A run of records
====
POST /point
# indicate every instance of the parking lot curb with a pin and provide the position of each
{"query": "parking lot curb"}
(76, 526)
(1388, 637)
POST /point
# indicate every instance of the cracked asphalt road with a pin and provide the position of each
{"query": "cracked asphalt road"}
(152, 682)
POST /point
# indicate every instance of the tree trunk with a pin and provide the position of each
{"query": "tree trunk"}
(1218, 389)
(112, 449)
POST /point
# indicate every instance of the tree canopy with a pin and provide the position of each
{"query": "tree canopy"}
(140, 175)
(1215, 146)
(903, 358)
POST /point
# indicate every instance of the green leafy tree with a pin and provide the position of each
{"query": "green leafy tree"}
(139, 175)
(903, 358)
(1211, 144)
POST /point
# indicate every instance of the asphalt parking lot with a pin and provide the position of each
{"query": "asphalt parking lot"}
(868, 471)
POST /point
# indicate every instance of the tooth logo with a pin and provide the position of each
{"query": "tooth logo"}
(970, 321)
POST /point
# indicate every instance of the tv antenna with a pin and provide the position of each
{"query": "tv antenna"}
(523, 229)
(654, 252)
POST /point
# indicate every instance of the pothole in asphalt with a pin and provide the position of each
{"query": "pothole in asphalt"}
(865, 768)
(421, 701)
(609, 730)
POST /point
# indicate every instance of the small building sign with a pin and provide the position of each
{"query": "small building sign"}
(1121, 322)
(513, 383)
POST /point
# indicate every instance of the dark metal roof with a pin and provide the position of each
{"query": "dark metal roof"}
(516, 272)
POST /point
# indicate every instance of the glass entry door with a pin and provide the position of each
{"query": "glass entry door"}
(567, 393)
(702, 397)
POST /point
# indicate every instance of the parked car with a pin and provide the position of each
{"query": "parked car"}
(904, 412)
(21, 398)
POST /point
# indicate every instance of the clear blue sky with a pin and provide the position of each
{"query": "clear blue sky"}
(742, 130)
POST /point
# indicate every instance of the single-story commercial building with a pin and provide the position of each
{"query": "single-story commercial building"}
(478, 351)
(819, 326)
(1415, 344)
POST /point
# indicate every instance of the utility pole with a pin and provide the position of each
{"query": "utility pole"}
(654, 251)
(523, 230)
====
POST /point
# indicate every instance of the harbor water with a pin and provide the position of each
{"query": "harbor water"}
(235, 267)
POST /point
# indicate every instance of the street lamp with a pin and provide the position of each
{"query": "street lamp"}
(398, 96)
====
Task
Identify every line in the listing above that contains the string "metal", matching case exactly, and copy each such line.

Exercise output
# indicate every instance of the dark metal roof with a pin and provide the position of each
{"query": "dark metal roof"}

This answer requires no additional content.